_TO DO:_ Would you give the data below back exactly as it reads?
⟨
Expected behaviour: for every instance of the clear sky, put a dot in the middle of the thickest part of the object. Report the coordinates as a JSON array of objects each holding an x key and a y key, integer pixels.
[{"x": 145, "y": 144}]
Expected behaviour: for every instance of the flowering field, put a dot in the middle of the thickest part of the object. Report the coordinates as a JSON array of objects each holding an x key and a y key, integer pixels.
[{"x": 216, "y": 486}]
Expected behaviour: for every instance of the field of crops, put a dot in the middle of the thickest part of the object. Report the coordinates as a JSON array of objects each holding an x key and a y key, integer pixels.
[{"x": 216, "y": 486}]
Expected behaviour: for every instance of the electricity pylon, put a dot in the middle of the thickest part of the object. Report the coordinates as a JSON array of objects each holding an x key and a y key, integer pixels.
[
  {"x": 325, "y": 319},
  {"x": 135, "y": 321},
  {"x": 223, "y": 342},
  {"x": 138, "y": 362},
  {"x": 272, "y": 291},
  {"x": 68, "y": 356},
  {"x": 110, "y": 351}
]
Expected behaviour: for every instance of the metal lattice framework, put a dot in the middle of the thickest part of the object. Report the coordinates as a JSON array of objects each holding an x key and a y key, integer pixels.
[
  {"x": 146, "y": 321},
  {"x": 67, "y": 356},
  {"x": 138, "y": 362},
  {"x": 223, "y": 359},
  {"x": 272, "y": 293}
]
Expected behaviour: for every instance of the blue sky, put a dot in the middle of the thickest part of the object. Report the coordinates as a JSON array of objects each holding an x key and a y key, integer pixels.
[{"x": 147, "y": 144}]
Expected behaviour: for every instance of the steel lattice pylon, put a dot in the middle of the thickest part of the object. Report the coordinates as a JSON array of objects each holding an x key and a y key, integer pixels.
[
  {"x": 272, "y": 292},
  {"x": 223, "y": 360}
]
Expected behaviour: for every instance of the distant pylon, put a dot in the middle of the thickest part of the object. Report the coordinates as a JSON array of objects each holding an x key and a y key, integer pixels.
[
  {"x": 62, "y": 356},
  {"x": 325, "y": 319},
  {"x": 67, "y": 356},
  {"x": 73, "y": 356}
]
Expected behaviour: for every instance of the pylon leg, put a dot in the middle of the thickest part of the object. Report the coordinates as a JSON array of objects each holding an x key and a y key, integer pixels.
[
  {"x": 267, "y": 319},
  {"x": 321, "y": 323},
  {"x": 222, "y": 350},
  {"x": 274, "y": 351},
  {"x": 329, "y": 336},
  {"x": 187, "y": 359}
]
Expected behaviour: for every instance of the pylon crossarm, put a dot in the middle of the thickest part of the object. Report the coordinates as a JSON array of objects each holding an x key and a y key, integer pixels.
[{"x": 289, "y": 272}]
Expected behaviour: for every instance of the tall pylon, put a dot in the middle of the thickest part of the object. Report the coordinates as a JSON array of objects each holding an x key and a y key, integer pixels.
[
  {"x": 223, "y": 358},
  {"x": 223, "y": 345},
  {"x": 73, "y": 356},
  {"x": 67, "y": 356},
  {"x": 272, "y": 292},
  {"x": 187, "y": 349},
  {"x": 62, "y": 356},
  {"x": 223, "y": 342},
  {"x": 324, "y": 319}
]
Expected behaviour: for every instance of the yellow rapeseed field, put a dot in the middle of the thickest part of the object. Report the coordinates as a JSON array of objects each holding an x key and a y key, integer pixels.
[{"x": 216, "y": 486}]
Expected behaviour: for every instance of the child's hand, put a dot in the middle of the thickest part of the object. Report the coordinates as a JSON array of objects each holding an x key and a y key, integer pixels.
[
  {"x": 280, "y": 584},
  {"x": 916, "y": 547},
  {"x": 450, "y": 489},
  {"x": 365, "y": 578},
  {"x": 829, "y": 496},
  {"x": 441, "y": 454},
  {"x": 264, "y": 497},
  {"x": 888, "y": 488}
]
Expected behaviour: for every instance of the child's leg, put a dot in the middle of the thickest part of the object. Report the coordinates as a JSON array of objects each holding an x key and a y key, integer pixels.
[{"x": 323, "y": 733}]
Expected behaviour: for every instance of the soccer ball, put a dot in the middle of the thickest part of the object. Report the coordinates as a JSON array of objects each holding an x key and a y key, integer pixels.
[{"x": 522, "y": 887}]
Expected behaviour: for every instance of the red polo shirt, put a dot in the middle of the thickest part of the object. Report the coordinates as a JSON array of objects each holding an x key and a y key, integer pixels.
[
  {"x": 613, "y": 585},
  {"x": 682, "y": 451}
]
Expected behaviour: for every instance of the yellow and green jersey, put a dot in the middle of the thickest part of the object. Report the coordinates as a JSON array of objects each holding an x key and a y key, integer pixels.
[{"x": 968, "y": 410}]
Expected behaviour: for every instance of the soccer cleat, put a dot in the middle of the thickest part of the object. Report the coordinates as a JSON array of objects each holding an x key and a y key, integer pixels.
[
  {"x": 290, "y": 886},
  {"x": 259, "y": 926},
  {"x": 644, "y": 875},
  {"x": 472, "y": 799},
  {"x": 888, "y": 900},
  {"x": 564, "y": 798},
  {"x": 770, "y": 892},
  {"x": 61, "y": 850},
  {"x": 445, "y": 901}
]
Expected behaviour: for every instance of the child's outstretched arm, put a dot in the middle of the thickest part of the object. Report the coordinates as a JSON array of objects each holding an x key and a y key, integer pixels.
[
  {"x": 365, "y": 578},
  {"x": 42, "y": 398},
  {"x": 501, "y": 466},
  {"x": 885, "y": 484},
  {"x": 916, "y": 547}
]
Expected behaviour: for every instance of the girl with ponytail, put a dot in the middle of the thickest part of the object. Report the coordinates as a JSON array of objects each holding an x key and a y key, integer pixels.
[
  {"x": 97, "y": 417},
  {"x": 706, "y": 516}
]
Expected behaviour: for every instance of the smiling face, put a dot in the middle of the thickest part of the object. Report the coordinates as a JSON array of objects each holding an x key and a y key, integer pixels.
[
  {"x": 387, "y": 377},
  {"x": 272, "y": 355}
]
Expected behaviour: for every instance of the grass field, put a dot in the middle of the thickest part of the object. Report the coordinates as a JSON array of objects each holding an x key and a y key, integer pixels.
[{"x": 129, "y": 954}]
⟩
_EXERCISE ANSWER:_
Expected behaviour: for every instance of the clear sky, put a dot in the middle of the thickest part of the object. Report the coordinates as a JSON array of objects each holding an x key and a y key, integer pixels.
[{"x": 145, "y": 144}]
Expected behaviour: for every instance of the flowering field, put a dot in the middle of the thickest part of the object. Report the coordinates as a JSON array of objects each holding an x key and a y key, integer pixels.
[{"x": 216, "y": 486}]
Expected behaviour: for every instance of the field of crops, put a dot in the middle of the thickest part of the object. Report the coordinates as a JSON array of objects each holding an x key and a y key, integer pixels.
[{"x": 216, "y": 486}]
Expected behaviour: for every instance of the electricity pylon, put a dot in the middle of the thickest part of the object. Report the coordinates as a JSON array of objects each holding an x key and a y key, integer pixels.
[
  {"x": 325, "y": 319},
  {"x": 135, "y": 321},
  {"x": 223, "y": 342},
  {"x": 138, "y": 362},
  {"x": 272, "y": 291},
  {"x": 68, "y": 356},
  {"x": 110, "y": 351}
]
Expected behaviour: for every instance of the metal lattice framework, put a dot in the middle of the thickest part of the object. Report the coordinates as a JSON array of objects each holding an x key and a y key, integer pixels.
[
  {"x": 146, "y": 321},
  {"x": 67, "y": 356},
  {"x": 138, "y": 362},
  {"x": 223, "y": 359},
  {"x": 272, "y": 293}
]
Expected behaviour: for every instance of the blue sky, put a dot in the middle of the thickest part of the object. Report the coordinates as a JSON array of objects each holding an x key and a y key, integer pixels.
[{"x": 147, "y": 144}]
Expected behaviour: for every instance of the steel lattice pylon, put a dot in the middle of the thickest part of the object. Report the coordinates as a JSON array of objects each holding an x key and a y key, integer pixels.
[
  {"x": 272, "y": 292},
  {"x": 223, "y": 360}
]
Expected behaviour: for every instance of the distant pylon, put a dot in the middle of the thickest part of the object. Report the coordinates as a JSON array of objects each holding an x key and a y key, integer pixels.
[
  {"x": 62, "y": 356},
  {"x": 325, "y": 319},
  {"x": 67, "y": 356},
  {"x": 73, "y": 356}
]
Expected behaviour: for every instance of the pylon leg, put a dot in the middle of the thickest part of the object. Report the coordinates as a JSON array of objects each holding an x key and a y key, integer pixels.
[
  {"x": 267, "y": 319},
  {"x": 321, "y": 323},
  {"x": 222, "y": 350},
  {"x": 274, "y": 351},
  {"x": 329, "y": 336},
  {"x": 187, "y": 359}
]
Expected behaviour: for every instance of the pylon crossarm, put a dot in the middle of the thickest part of the object. Report the coordinates as a JSON array of objects each holding an x key and a y key, integer pixels.
[{"x": 289, "y": 272}]
Expected behaviour: for every instance of the tall pylon, put a dot in the middle of the thickest part of the object. Report the coordinates as a JSON array of objects each holding an x key and a y key, integer pixels.
[
  {"x": 223, "y": 358},
  {"x": 223, "y": 345},
  {"x": 73, "y": 356},
  {"x": 67, "y": 356},
  {"x": 272, "y": 292},
  {"x": 187, "y": 349},
  {"x": 62, "y": 356},
  {"x": 223, "y": 342},
  {"x": 324, "y": 319}
]
Expected behaviour: for every instance of the yellow rapeseed field, put a dot in the middle of the thickest part of the object. Report the coordinates as a JSON array of objects each holding an x key and a y key, integer pixels.
[{"x": 216, "y": 486}]
Expected behaviour: for every instance of the child's hand, put a dot in the middle of the thickest part of the object. Report the coordinates as a JSON array of objects each holding an x key and a y key, integer pixels.
[
  {"x": 280, "y": 584},
  {"x": 916, "y": 547},
  {"x": 450, "y": 489},
  {"x": 365, "y": 578},
  {"x": 829, "y": 496},
  {"x": 441, "y": 454},
  {"x": 264, "y": 497},
  {"x": 888, "y": 488}
]
Expected behaviour: for every instance of the child's leg, put a dot in the middle of the thickest part of the object. Report the coordinates as a JSON array of objects each holding an x key and a y key, integer pixels.
[{"x": 323, "y": 733}]
Expected behaviour: for every instance of the soccer ball, put a dot in the middle of the thickest part of the object. Report the coordinates as a JSON array of objects each holding an x key and a y key, integer pixels.
[{"x": 522, "y": 887}]
Expected behaviour: for every instance of the red polo shirt, put a dot in the middle of the thickest part of the object. Report the coordinates as a JSON array of objects each holding an x key and a y key, integer pixels.
[
  {"x": 613, "y": 585},
  {"x": 682, "y": 451}
]
Expected behaviour: for every instance of the yellow and green jersey, put a dot in the middle of the thickest part of the object. Report the coordinates as a JSON array of objects each holding an x key and a y key, integer pixels.
[{"x": 968, "y": 410}]
Expected behaviour: for every instance of the soccer cleat, put a dot in the middle of the thickest part of the object. Report the coordinates as a JSON array of objects each holding an x key and a y key, integer pixels.
[
  {"x": 290, "y": 886},
  {"x": 259, "y": 926},
  {"x": 644, "y": 875},
  {"x": 472, "y": 799},
  {"x": 888, "y": 900},
  {"x": 564, "y": 798},
  {"x": 770, "y": 892},
  {"x": 61, "y": 850},
  {"x": 445, "y": 901}
]
Expected behaviour: for every instance of the child's outstretched arm, put a dot in the middle of the thickest part of the object. Report the coordinates as a JSON array of objects each holding an x key and a y key, integer pixels.
[
  {"x": 365, "y": 578},
  {"x": 42, "y": 398},
  {"x": 501, "y": 466},
  {"x": 885, "y": 484},
  {"x": 916, "y": 547}
]
Expected behaviour: for every instance of the girl with ponytail, put a dot in the middle of the thickest part of the object. Report the coordinates as a JSON array of objects each holding an x key and a y key, integer pixels.
[
  {"x": 97, "y": 417},
  {"x": 706, "y": 516}
]
Expected behaviour: for every instance of the smiling face, put a dot in the middle of the thickest part of the object. Report the coordinates as a JSON array of objects each holding an x key and a y key, integer pixels.
[
  {"x": 387, "y": 377},
  {"x": 272, "y": 355}
]
Expected behaviour: for every instance of the grass field, put a dot in the middle of the thickest part of the object. Report the coordinates as a JSON array of objects each holding an x key and a y key, integer pixels.
[{"x": 129, "y": 954}]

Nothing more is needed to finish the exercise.